Problem statement. Could you print all the material below line for line, leaving the pictures out?

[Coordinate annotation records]

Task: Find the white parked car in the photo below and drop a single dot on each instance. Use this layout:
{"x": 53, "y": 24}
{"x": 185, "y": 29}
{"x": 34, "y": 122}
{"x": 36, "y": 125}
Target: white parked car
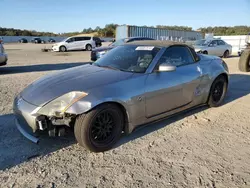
{"x": 216, "y": 47}
{"x": 3, "y": 56}
{"x": 75, "y": 43}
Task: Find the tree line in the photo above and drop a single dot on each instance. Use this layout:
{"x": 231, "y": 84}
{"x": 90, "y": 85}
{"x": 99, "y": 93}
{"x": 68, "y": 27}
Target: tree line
{"x": 109, "y": 31}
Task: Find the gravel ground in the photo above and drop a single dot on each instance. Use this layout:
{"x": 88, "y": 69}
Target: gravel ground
{"x": 206, "y": 147}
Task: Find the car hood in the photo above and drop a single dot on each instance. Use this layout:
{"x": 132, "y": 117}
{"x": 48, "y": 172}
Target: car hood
{"x": 81, "y": 78}
{"x": 104, "y": 48}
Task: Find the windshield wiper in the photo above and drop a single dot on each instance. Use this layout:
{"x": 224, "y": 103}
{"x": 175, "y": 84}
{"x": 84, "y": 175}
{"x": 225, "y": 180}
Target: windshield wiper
{"x": 109, "y": 67}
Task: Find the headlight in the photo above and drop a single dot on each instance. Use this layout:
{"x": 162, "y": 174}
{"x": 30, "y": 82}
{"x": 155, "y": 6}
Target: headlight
{"x": 58, "y": 106}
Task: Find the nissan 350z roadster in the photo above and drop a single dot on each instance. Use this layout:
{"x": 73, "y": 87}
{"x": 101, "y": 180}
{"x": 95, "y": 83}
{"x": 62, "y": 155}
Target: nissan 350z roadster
{"x": 131, "y": 85}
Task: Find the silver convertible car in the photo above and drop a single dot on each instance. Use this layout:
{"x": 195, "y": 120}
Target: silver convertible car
{"x": 133, "y": 84}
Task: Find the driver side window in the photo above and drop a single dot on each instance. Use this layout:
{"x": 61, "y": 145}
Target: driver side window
{"x": 177, "y": 56}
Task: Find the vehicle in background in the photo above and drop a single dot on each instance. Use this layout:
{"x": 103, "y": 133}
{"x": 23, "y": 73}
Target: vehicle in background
{"x": 244, "y": 62}
{"x": 37, "y": 40}
{"x": 98, "y": 41}
{"x": 75, "y": 43}
{"x": 51, "y": 40}
{"x": 99, "y": 52}
{"x": 3, "y": 56}
{"x": 134, "y": 84}
{"x": 216, "y": 47}
{"x": 23, "y": 40}
{"x": 247, "y": 44}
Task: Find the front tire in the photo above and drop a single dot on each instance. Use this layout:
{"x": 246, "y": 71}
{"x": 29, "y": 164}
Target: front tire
{"x": 62, "y": 49}
{"x": 88, "y": 47}
{"x": 99, "y": 129}
{"x": 218, "y": 91}
{"x": 205, "y": 52}
{"x": 244, "y": 62}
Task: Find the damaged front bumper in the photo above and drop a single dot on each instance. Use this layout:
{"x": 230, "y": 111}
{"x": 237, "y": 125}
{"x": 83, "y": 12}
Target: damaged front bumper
{"x": 29, "y": 123}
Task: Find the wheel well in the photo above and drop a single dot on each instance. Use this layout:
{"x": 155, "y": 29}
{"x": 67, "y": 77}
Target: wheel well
{"x": 124, "y": 111}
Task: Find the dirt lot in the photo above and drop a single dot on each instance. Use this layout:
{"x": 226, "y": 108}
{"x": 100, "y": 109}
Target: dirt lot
{"x": 201, "y": 148}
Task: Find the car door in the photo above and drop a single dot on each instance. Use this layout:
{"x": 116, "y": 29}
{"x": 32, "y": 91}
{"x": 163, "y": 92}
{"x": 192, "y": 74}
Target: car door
{"x": 166, "y": 91}
{"x": 213, "y": 48}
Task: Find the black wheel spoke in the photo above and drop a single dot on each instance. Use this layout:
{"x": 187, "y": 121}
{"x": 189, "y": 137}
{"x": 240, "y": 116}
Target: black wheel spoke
{"x": 103, "y": 126}
{"x": 218, "y": 91}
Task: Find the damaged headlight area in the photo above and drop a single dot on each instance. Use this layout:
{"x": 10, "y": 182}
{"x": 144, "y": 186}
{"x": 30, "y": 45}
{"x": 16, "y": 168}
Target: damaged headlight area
{"x": 52, "y": 116}
{"x": 58, "y": 106}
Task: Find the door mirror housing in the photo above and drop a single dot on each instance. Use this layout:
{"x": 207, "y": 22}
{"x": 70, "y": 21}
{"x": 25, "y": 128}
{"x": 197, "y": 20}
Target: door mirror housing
{"x": 164, "y": 67}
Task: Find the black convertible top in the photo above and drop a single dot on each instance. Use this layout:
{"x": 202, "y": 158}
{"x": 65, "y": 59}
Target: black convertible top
{"x": 159, "y": 43}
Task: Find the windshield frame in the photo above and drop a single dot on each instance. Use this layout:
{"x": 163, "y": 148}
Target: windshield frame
{"x": 150, "y": 67}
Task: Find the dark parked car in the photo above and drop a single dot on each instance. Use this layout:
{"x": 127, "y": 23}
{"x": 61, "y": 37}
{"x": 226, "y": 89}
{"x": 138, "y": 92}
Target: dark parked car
{"x": 98, "y": 41}
{"x": 23, "y": 40}
{"x": 37, "y": 40}
{"x": 51, "y": 40}
{"x": 99, "y": 52}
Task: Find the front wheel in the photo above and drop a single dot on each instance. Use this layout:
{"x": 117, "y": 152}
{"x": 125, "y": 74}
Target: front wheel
{"x": 218, "y": 91}
{"x": 88, "y": 47}
{"x": 99, "y": 129}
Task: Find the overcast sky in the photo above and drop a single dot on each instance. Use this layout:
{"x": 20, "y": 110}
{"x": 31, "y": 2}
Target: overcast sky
{"x": 75, "y": 15}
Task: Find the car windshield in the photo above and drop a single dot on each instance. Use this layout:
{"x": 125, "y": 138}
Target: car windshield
{"x": 118, "y": 42}
{"x": 201, "y": 42}
{"x": 129, "y": 58}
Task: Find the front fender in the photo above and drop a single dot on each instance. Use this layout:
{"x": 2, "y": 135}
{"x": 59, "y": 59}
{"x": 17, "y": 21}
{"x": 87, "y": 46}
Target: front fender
{"x": 90, "y": 102}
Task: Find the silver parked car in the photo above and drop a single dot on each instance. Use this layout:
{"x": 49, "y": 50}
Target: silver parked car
{"x": 3, "y": 56}
{"x": 214, "y": 47}
{"x": 134, "y": 84}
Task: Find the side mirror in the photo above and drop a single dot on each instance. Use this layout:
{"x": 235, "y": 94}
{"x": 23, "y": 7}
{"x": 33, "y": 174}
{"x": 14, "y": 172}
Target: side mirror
{"x": 164, "y": 67}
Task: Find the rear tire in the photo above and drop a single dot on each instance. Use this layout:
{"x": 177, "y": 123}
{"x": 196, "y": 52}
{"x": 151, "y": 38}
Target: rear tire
{"x": 62, "y": 49}
{"x": 218, "y": 91}
{"x": 244, "y": 62}
{"x": 226, "y": 54}
{"x": 88, "y": 47}
{"x": 99, "y": 129}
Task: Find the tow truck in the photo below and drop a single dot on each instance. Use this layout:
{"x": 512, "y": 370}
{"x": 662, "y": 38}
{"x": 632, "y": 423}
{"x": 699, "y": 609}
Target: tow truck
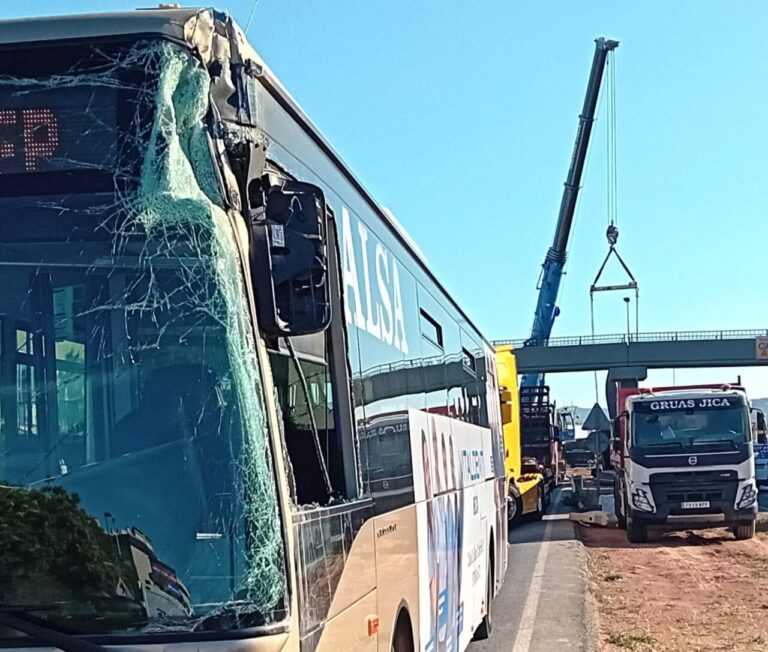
{"x": 684, "y": 458}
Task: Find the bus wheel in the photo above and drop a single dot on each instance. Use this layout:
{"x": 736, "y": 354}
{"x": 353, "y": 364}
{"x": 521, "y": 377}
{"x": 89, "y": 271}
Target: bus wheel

Exercise result.
Task: Find the white parked car in the photo below and drop a single dot on each instance. Use this layout:
{"x": 53, "y": 24}
{"x": 185, "y": 29}
{"x": 34, "y": 122}
{"x": 36, "y": 125}
Target: white parked car
{"x": 216, "y": 47}
{"x": 3, "y": 56}
{"x": 75, "y": 43}
Task: Find the tree line in the photo above and drop a single dot on each instance. Use this layout:
{"x": 231, "y": 84}
{"x": 90, "y": 85}
{"x": 99, "y": 93}
{"x": 68, "y": 27}
Target: tree line
{"x": 109, "y": 31}
Task: Find the gravel ground in the photo above and drop a single dot on each instance. Use this layout:
{"x": 88, "y": 69}
Target: gravel ground
{"x": 206, "y": 147}
Task: Find the car hood in the photo above and drop a single dot on each instance. Use this layout:
{"x": 132, "y": 117}
{"x": 48, "y": 172}
Target: car hood
{"x": 81, "y": 78}
{"x": 104, "y": 48}
Task: Find the windshield wiper in the photo above and drop a single dot on each instance. Use this layout:
{"x": 224, "y": 103}
{"x": 175, "y": 84}
{"x": 84, "y": 175}
{"x": 225, "y": 180}
Target: windshield wiper
{"x": 109, "y": 67}
Task: Find the headlight in the photo above and drop a single dot on each instance. Use this layout:
{"x": 162, "y": 174}
{"x": 30, "y": 82}
{"x": 155, "y": 6}
Target: headlight
{"x": 58, "y": 106}
Task: Find the nissan 350z roadster in the photo above and drop a single dot on each instance. Use this layout:
{"x": 73, "y": 87}
{"x": 101, "y": 180}
{"x": 95, "y": 83}
{"x": 62, "y": 155}
Target: nissan 350z roadster
{"x": 131, "y": 85}
Task: Find the silver convertible car in the photo above and drop a single dot on each instance. Use this layout:
{"x": 195, "y": 120}
Target: silver convertible car
{"x": 133, "y": 84}
Task: Find the driver side window in the photo above and drop a single dot on each instance. Use this layout:
{"x": 61, "y": 145}
Target: driver side window
{"x": 177, "y": 56}
Task: Find the vehicle in background in the photo above and drop a single dot on each instance. Use this layout:
{"x": 103, "y": 133}
{"x": 23, "y": 73}
Target: vehicle in background
{"x": 244, "y": 62}
{"x": 37, "y": 40}
{"x": 98, "y": 41}
{"x": 75, "y": 43}
{"x": 51, "y": 40}
{"x": 99, "y": 52}
{"x": 3, "y": 56}
{"x": 134, "y": 84}
{"x": 216, "y": 47}
{"x": 23, "y": 40}
{"x": 247, "y": 44}
Task: Find the front tire in the photo above and drop a single dot on each instance. Use this layout:
{"x": 246, "y": 71}
{"x": 29, "y": 164}
Target: front tire
{"x": 62, "y": 49}
{"x": 88, "y": 47}
{"x": 99, "y": 129}
{"x": 218, "y": 91}
{"x": 205, "y": 52}
{"x": 244, "y": 62}
Task: Find the damaged front bumper in the photo above and drop a single dot on each instance. Use this layout:
{"x": 230, "y": 111}
{"x": 237, "y": 125}
{"x": 83, "y": 12}
Target: damaged front bumper
{"x": 29, "y": 123}
Task: Find the wheel well in the photo above and drop a single dot on each instance. Use this layout:
{"x": 155, "y": 29}
{"x": 67, "y": 77}
Target: wheel well
{"x": 124, "y": 111}
Task: Find the dirt lot in the photo above and drop a single dot on each instance. Use this layout:
{"x": 226, "y": 108}
{"x": 100, "y": 109}
Target: dirt lot
{"x": 201, "y": 148}
Task: Find the car door in the photo above and drop a single dot on each instance. Use this layout:
{"x": 116, "y": 29}
{"x": 32, "y": 91}
{"x": 163, "y": 92}
{"x": 192, "y": 74}
Target: car door
{"x": 166, "y": 91}
{"x": 213, "y": 48}
Task: Find the black wheel spoke in the photo above and drop a single dot on each instance. Use this layout:
{"x": 187, "y": 121}
{"x": 189, "y": 137}
{"x": 240, "y": 116}
Target: black wheel spoke
{"x": 103, "y": 126}
{"x": 218, "y": 91}
Task: Find the damaged headlight area in the photo above and drop a single dot on each instance. Use this layout:
{"x": 10, "y": 182}
{"x": 144, "y": 186}
{"x": 30, "y": 45}
{"x": 16, "y": 168}
Target: damaged headlight area
{"x": 52, "y": 116}
{"x": 58, "y": 106}
Task: Find the door mirror housing in the photo above and drop a single dot on each instance. Use this layout:
{"x": 207, "y": 22}
{"x": 70, "y": 21}
{"x": 25, "y": 128}
{"x": 197, "y": 20}
Target: door mirror housing
{"x": 164, "y": 67}
Task: Find the black convertible top in the photo above and drop a single dot on each instance. Use this layout:
{"x": 202, "y": 158}
{"x": 65, "y": 59}
Target: black convertible top
{"x": 159, "y": 43}
Task: Find the windshield frame in the photo above and drop a single dot on each instance. Use this layout:
{"x": 163, "y": 148}
Target: windshield frame
{"x": 150, "y": 67}
Task: Find the dark parked car in the photo above and drop a single dot on each instance. Use this layout:
{"x": 127, "y": 23}
{"x": 61, "y": 37}
{"x": 226, "y": 89}
{"x": 138, "y": 92}
Target: dark parked car
{"x": 98, "y": 41}
{"x": 23, "y": 40}
{"x": 37, "y": 40}
{"x": 51, "y": 40}
{"x": 99, "y": 52}
Task: Find the front wheel in the photo above and drop a single dot on each instance. Use this layout:
{"x": 117, "y": 152}
{"x": 125, "y": 74}
Target: front wheel
{"x": 218, "y": 91}
{"x": 88, "y": 47}
{"x": 99, "y": 129}
Task: Find the overcast sky in the photo above and drop a single dot on each instance. Use this layout:
{"x": 20, "y": 110}
{"x": 31, "y": 2}
Target: overcast sky
{"x": 75, "y": 15}
Task: Find the car windshield in the photo above and drop a single dot on each instance. Use this layout:
{"x": 125, "y": 138}
Target: car windshield
{"x": 118, "y": 42}
{"x": 201, "y": 42}
{"x": 129, "y": 58}
Task: Find the front fender in the photo above and drop a single dot on each instance. Use this layout:
{"x": 2, "y": 135}
{"x": 59, "y": 59}
{"x": 17, "y": 21}
{"x": 87, "y": 46}
Target: front fender
{"x": 90, "y": 102}
Task: Find the silver parked car in the photo above and drop a single dot on each instance. Use this layout:
{"x": 49, "y": 50}
Target: silver parked car
{"x": 3, "y": 56}
{"x": 214, "y": 47}
{"x": 134, "y": 84}
Task: Find the side mirror in the photo above and drop a single dot on each instance. Use this layout:
{"x": 235, "y": 94}
{"x": 23, "y": 7}
{"x": 33, "y": 174}
{"x": 14, "y": 172}
Target: side mirror
{"x": 164, "y": 67}
Task: Find the rear tire in the photo above and drop a single dot on each instance. Use this layout:
{"x": 177, "y": 123}
{"x": 196, "y": 52}
{"x": 151, "y": 38}
Target: rear tire
{"x": 62, "y": 49}
{"x": 218, "y": 91}
{"x": 244, "y": 62}
{"x": 226, "y": 54}
{"x": 88, "y": 47}
{"x": 99, "y": 129}
Task: Find the tow truck in the photo below and drop a single dot on each instance. Use this layout:
{"x": 512, "y": 370}
{"x": 662, "y": 38}
{"x": 632, "y": 423}
{"x": 699, "y": 609}
Target: tow truck
{"x": 684, "y": 458}
Task: Find the bus wheel in the photo above and drop a single dot on each instance. Use this layout:
{"x": 736, "y": 354}
{"x": 353, "y": 364}
{"x": 521, "y": 377}
{"x": 89, "y": 271}
Target: bus wheel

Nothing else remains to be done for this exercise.